Я помню...(Автобиографические записки и воспоминания) - Фигуровский Николай Александрович. Страница 57
Между тем, хозяин фотографии совсем ожил. Он, видно, вспомнил, что около дома на Пречистенке, 19 он видел военных и, догадавшись, что мы красноармейцы, он уже уверенно говорил, что нам надо на Пречистенку, 19, а не сюда. Это совсем недалеко. Надо только дойти до конца бульвара и повернуть направо на Пречистенку, пройти немного в горку и на левой руке будет дом 19.

Извлечённые записи данных:
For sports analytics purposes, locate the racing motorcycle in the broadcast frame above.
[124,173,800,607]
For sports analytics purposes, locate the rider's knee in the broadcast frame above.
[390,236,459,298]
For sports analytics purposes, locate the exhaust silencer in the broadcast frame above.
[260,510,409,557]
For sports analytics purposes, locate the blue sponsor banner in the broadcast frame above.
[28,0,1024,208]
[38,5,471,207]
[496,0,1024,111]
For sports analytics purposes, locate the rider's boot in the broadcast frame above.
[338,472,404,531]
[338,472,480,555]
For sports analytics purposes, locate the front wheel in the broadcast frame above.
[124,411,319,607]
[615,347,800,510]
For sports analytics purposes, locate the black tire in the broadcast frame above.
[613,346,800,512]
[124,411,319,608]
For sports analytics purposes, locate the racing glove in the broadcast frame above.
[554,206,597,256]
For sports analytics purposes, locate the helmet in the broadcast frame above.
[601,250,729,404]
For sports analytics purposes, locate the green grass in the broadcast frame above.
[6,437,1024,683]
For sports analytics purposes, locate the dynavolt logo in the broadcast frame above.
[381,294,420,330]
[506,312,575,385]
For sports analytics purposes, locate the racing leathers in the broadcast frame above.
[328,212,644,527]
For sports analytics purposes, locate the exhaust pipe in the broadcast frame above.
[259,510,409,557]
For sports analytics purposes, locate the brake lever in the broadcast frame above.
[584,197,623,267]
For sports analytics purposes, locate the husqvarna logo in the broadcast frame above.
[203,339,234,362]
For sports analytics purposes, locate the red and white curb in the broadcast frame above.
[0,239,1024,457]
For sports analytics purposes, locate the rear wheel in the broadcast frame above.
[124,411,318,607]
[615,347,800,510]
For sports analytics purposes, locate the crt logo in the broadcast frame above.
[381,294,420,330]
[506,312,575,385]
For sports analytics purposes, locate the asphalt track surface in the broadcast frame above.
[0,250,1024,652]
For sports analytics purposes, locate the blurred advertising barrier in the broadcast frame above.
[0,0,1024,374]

* **Задача для выполнения**: Выпишите дословно отрывок из текста воспоминаний между словами «Я помню...(Автобиографические записки» и «будет дом 19.» включительно.

* **Ответ на задание**:
Я помню...(Автобиографические записки и воспоминания) - Фигуровский Николай Александрович. Страница 57
Между тем, хозяин фотографии совсем ожил. Он, видно, вспомнил, что около дома на Пречистенке, 19 он видел военных и, догадавшись, что мы красноармейцы, он уже уверенно говорил, что нам надо на Пречистенку, 19, а не сюда. Это совсем недалеко. Надо только дойти до конца бульвара и повернуть направо на Пречистенку, пройти немного в горку и на левой руке будет дом 19.